_SUPPLIED TEXT_
◆ ◆ ◆ ◆ ◆

Using Artificial Aids when Working With Horses

Using Artificial Aids when Working With Horses

Using Artificial Aids when Working With Horses

Using Artificial Aids when Working With Horses
For some reason, many riders have a negative story around artificial aids. And yet, most riders use artificial ads on a daily basis, whether riding or on the ground with their hose.
What is important to remember is that artificial aids are neither positive nor negative.  
They just are what they are.  And you can use them to create a positive or negative reinforcement with your horse.  And, let’s be honest here, you as well.
So in light of all that, I want you to begin being a little more mindful when using artificial aids with your horse.  This will allow you to begin the process of figuring out when and how you can begin moving away from that aid and towards a more natural aid instead.

Why Artificial Aids?

Artificial aids help enforce boundaries.  And boundaries are vital for both horse and rider. They help us to clearly communicate what we want and also allow our horses to clearly communicate back to us.  Having no boundaries results in nobody really understanding what is expected of them.
Clear Boundaries = Clear Expectations
Many of your boundaries can be communicated and enforced using your natural aids.  Your own voice, hands, legs seat, position, etc.  However, there are times where an artificial aid is actually more helpful and less confusing for both horse and rider.  A railing or fence around the arena for example.
I believe that the key to successfully using artificial aids is to realize that they are there to simply ‘back up’ or reinforce your natural aids.
They are not used on their own.  Similarly, they should not be the lead in the conversation with your horse.  However, they are a powerful tool, when used correctly, to clarify what you want to your horse.

◆ ◆ ◆ ◆ ◆

_EXCERPTED RECORDS_

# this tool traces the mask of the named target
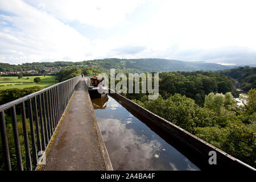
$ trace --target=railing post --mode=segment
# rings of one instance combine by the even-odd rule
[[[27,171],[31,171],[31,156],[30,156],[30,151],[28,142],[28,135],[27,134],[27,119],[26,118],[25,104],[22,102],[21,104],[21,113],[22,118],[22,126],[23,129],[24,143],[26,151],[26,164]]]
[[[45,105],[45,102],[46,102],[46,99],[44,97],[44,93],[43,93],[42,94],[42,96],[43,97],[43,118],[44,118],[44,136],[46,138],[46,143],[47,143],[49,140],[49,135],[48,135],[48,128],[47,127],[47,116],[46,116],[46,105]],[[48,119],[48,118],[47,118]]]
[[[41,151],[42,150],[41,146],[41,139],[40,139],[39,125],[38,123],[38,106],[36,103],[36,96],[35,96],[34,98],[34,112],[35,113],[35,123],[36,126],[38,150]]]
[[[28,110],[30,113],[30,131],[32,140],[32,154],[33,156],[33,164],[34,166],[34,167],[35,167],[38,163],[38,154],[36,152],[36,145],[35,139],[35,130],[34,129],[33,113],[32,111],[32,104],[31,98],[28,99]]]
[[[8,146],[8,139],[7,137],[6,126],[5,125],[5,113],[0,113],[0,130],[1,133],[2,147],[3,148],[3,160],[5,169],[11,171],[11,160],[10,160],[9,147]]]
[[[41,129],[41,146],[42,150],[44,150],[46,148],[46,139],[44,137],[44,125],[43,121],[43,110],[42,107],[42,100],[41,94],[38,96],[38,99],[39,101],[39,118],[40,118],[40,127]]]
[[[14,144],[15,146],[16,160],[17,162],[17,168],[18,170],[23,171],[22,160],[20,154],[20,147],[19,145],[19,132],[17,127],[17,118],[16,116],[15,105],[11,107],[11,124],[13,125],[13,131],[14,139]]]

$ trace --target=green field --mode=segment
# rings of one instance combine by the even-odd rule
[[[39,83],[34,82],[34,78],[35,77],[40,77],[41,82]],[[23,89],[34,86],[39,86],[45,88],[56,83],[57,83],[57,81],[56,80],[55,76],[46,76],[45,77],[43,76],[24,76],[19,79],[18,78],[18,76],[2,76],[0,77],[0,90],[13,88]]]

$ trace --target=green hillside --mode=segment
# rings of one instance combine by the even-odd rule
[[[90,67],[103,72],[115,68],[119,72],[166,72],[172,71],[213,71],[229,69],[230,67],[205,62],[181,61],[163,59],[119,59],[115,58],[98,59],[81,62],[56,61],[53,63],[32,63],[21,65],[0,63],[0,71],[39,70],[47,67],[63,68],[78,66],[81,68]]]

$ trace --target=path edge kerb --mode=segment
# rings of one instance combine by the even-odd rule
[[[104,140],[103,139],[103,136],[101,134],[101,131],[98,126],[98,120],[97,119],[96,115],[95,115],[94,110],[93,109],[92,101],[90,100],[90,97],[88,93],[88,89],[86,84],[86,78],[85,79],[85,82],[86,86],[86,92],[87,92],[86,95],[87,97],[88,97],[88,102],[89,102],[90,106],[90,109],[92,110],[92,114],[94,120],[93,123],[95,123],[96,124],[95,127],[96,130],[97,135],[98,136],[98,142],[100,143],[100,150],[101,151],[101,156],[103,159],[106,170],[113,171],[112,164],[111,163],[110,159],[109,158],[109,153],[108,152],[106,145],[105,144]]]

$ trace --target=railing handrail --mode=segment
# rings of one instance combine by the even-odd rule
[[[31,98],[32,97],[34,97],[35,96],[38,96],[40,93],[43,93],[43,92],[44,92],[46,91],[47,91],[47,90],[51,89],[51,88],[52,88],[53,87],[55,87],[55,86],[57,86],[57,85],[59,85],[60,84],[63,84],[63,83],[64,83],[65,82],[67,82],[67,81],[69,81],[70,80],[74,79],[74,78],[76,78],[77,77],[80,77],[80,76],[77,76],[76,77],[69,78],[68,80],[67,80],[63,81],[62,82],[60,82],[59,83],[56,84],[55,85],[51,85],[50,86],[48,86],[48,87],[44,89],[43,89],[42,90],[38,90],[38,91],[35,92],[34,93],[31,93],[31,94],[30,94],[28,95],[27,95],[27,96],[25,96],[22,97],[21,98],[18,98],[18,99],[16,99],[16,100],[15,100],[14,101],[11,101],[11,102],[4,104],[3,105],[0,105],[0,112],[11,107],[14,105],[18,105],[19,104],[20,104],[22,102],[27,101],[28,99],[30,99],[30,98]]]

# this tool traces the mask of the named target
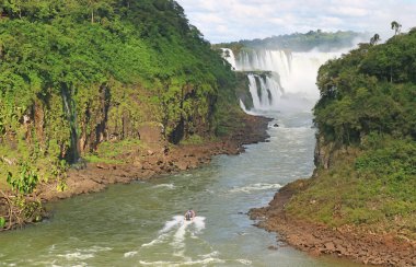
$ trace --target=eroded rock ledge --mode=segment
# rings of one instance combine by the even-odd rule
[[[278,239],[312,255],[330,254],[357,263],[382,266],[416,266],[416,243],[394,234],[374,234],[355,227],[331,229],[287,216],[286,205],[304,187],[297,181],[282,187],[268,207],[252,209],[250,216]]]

◆ ◆ ◆ ◆ ◆

_WHAT YOU WILL DO_
Reproduce the passage of the text on artificial aids with horses between "Artificial aids help" and "expected of them.", inclusive.

_EXERCISE RESULT_
Artificial aids help enforce boundaries.  And boundaries are vital for both horse and rider. They help us to clearly communicate what we want and also allow our horses to clearly communicate back to us.  Having no boundaries results in nobody really understanding what is expected of them.